= PÁGINA =

►

Caro, esse país é esquisito, creio que nisso concordamos. Sei lá por que cargas d'água, esta lei está pegando. Claro que seria mais simples se houvesse fiscalização com base na legislação anterior (talvez porque a lei atual fale explicitamente na obrigatoriedade do teste, parece que a anterior não fazia isso). Enfim, gostava mais da anterior, mas já que a atual pegou, fiquemos com esta (eu, pelo menos, fico). Além do mais, os níveis de resistência ao álcool variam de pessoa a pessoa. Tem gente aí que bebe dois chopes e sai cantando "Falsa baiana"... Quanto à queda de outros crimes: é por outro lado (ôps!), SL: qualquer restrição ao álcool diminui crimes, é só ver o que ocorreu em Diadema. O policiamento não ficou maior - pelo menos aqui no Rio - por causa da lei. O que ocorreu é que, a cada noite, algumas poucas patrulhas da PM, que estariam na rua de qualquer forma, se dedicam a catar pinguços. As pessoas estão bebendo menos, isso diminui naturalmente a violência. BSB: não deu tempo. Cheguei na quinta às 23h e voltei pro Rio no vôo que sairia às 20h40 (e que só decolou lá pras 22h). abs.

◄

= DADOS FORNECIDOS =
►

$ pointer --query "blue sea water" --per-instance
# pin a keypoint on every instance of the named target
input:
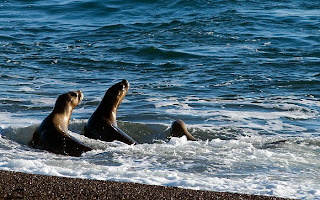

◄

= TAREFAS =
[1] Responda às perguntas a seguir com base no comentário sobre a lei do álcool.
(a) A que cidade quem escreve remete para mostrar que qualquer restrição ao álcool diminui crimes?
(b) Segundo o comentário, a que algumas poucas patrulhas da PM passaram a se dedicar a cada noite?
(c) A que horas quem escreve chegou na quinta?
[2] Dê prosseguimento ao comentário sobre a lei do álcool a partir do ponto em que ele termina.
O material não tem relação com o comentário sobre a lei do álcool.

= RESPOSTAS =
[1]
(a) Diadema.
(b) A catar pinguços.
(c) Às 23h.

[2]
Fernando Molica
28 de julho de 2008

Molica, v. mesmo aponta o sofisma que é esse argumento sobre como a Lei seca baixou a violência no trânsito. Não foi a proibição de beber e dirigir que baixou os índices, foram as blitzen, que não se faziam antes! Tanto que até crimes que nada têm a ver com beber e dirigir também caíram. Claro, polícia na rua, menos criminalidade... E, com os dados da queda de acidentes (provocados pelas blitzen, não pela proibição draconiana de beber um gole e dirigir, insisito), pessoas bem intencionadas como você caem nessa esparrela. E para atender à cegueira legisfeante de uns populistas, as pessoas são obrigadas a mudar hábitos que não ameaçavam ninguém. E ainda elogiam. É impressionante como as pessoas estão dispostas a se submeter a regras absurdas, quando convencidas de que é para seu bem. Vir a Brasília e nem ligar, é um insulto, seu Molica. V. poderia ter nos acompanhado, embora com risco de ser pego pela polícia _ na sexta, fomos tomar uma meia garrafa de vinho como sempre, e voltamos pianinho para casa.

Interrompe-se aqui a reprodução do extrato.